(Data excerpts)
◇ ◇ ◇
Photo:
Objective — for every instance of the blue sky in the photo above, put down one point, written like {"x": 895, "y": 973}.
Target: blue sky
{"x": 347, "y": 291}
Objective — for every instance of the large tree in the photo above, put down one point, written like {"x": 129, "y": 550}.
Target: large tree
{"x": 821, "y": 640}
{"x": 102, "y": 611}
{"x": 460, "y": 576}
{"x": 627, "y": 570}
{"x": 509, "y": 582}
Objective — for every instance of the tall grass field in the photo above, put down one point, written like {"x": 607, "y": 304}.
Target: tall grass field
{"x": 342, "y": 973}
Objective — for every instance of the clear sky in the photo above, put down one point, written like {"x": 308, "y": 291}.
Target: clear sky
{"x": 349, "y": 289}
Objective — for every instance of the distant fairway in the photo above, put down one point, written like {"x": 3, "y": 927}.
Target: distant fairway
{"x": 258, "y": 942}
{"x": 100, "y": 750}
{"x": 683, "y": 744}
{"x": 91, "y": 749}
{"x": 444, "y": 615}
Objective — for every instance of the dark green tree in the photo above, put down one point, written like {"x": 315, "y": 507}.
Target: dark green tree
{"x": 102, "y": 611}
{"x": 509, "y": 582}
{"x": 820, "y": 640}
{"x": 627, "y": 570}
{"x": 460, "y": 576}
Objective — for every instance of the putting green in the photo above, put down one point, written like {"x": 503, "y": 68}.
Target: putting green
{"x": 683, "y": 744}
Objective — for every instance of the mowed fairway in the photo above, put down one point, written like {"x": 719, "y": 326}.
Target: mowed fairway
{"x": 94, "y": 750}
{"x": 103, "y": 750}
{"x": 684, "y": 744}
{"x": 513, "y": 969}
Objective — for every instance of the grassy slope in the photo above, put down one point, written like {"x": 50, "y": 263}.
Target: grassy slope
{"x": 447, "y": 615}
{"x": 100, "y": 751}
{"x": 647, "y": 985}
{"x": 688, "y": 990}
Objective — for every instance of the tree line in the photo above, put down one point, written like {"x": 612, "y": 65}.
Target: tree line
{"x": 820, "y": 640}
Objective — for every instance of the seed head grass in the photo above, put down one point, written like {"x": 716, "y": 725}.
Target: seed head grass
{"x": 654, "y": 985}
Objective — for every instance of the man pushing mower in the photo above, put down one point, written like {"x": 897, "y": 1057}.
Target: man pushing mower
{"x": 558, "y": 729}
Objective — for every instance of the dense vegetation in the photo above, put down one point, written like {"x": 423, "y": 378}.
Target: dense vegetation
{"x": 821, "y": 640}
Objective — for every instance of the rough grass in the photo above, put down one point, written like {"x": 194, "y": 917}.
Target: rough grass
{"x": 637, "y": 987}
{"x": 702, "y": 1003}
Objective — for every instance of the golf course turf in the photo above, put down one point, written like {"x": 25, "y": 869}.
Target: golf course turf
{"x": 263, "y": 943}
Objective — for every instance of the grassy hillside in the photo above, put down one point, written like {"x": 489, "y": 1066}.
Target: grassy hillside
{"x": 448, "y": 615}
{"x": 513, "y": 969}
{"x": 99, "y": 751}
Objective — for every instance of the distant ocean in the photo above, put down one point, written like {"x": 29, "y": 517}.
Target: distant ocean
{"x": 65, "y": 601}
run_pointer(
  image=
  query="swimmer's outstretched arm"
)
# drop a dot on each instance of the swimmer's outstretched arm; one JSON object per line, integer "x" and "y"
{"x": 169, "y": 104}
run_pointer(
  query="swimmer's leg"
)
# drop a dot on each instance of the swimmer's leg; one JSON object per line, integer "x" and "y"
◇ ◇ ◇
§ PROBLEM TO SOLVE:
What's needed is a word-for-word restatement of all the entries.

§ RESULT FOR THIS TASK:
Photo:
Objective — for every instance of the blue sky in the photo above, put down one point, written like {"x": 895, "y": 973}.
Target: blue sky
{"x": 347, "y": 291}
Objective — for every instance of the large tree in the photo above, put down one point, written like {"x": 129, "y": 550}.
Target: large tree
{"x": 821, "y": 640}
{"x": 102, "y": 611}
{"x": 460, "y": 576}
{"x": 627, "y": 570}
{"x": 509, "y": 582}
Objective — for every instance of the tall grass field in the photo above, put down one point, written like {"x": 607, "y": 304}.
Target: tall grass field
{"x": 342, "y": 973}
Objective — for every instance of the clear sky in the photo above, put down one point, written like {"x": 308, "y": 291}.
Target: clear sky
{"x": 349, "y": 289}
Objective — for every instance of the distant fairway in the photo above, put down one point, written like {"x": 3, "y": 927}.
Target: distant fairway
{"x": 258, "y": 942}
{"x": 100, "y": 750}
{"x": 683, "y": 744}
{"x": 91, "y": 749}
{"x": 444, "y": 615}
Objective — for every instance of the dark green tree in the photo above, put down one point, written like {"x": 315, "y": 507}.
Target: dark green tree
{"x": 102, "y": 611}
{"x": 509, "y": 582}
{"x": 820, "y": 640}
{"x": 627, "y": 570}
{"x": 460, "y": 576}
Objective — for every instance of the putting green in the photo above, put down one point, written like {"x": 503, "y": 68}.
Target: putting green
{"x": 683, "y": 744}
Objective — for every instance of the mowed fairway in the photo above, put down one point, written like {"x": 719, "y": 326}.
Target: mowed fairway
{"x": 94, "y": 750}
{"x": 103, "y": 750}
{"x": 684, "y": 744}
{"x": 513, "y": 969}
Objective — for every instance of the grassy slope in the photo above, put down one point, written like {"x": 50, "y": 263}.
Target: grassy slope
{"x": 447, "y": 615}
{"x": 100, "y": 751}
{"x": 647, "y": 985}
{"x": 688, "y": 990}
Objective — for every instance of the tree line in the photo above, put down one point, written like {"x": 612, "y": 65}.
Target: tree line
{"x": 820, "y": 640}
Objective — for every instance of the seed head grass in the photo above, put down one point, written like {"x": 716, "y": 725}.
Target: seed head grass
{"x": 654, "y": 985}
Objective — for every instance of the man pushing mower in the photo above, put down one point, written like {"x": 897, "y": 1057}.
Target: man pushing mower
{"x": 558, "y": 729}
Objective — for every instance of the dense vegetation in the photo above, put down one point, written like {"x": 423, "y": 378}.
Target: dense vegetation
{"x": 821, "y": 640}
Objective — for every instance of the rough grass in the photo above, put down one point, written like {"x": 194, "y": 917}.
Target: rough grass
{"x": 637, "y": 987}
{"x": 702, "y": 1003}
Objective — for every instance of the golf course turf in the photo above, put down one point, written like {"x": 25, "y": 869}.
Target: golf course turf
{"x": 263, "y": 943}
Objective — for every instance of the grassy hillside in the photo above, put down one point, written like {"x": 489, "y": 1066}.
Target: grassy hillside
{"x": 448, "y": 615}
{"x": 513, "y": 969}
{"x": 99, "y": 751}
Objective — for every instance of the distant ocean in the photo above, put down one point, written like {"x": 29, "y": 517}.
Target: distant ocean
{"x": 65, "y": 601}
run_pointer(
  image=
  query="swimmer's outstretched arm"
)
# drop a dot on each instance of the swimmer's outstretched arm; one JSON object per line, integer "x" and "y"
{"x": 169, "y": 104}
run_pointer(
  query="swimmer's leg"
)
# drop a dot on each instance of the swimmer's leg; one JSON object per line, integer "x" and "y"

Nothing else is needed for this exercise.